» Data records

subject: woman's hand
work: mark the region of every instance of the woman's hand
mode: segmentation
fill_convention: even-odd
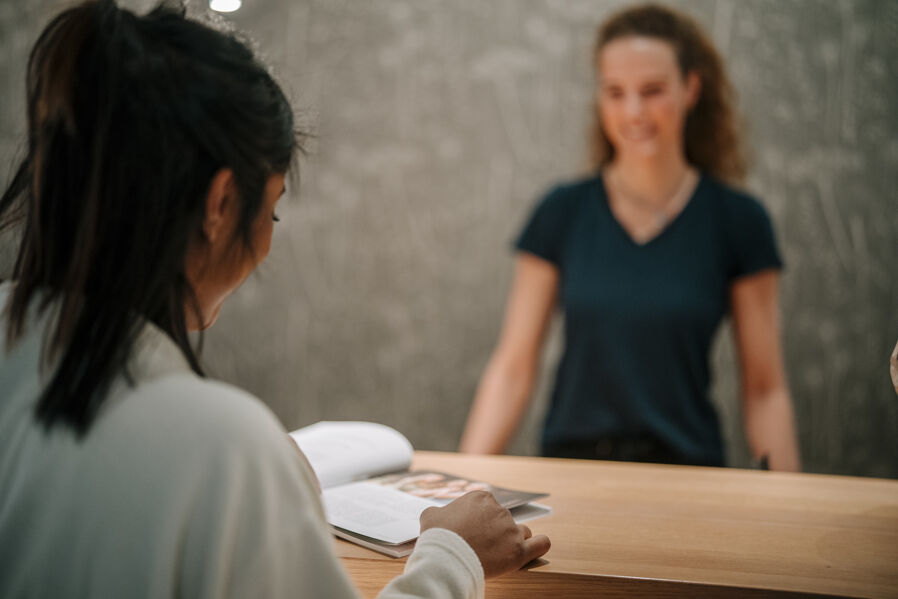
[[[739,354],[745,437],[755,459],[771,470],[800,471],[792,399],[780,343],[778,273],[766,270],[738,279],[730,289]]]
[[[427,508],[421,514],[421,532],[428,528],[445,528],[463,538],[487,578],[520,569],[551,545],[546,535],[533,536],[528,527],[515,523],[486,491],[471,491],[444,507]]]

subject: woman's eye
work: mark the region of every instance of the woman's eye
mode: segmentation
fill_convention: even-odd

» Your task
Look over the entries for "subject", then copy every line that includes that string.

» Response for this exercise
subject: woman's hand
subject: woman's eye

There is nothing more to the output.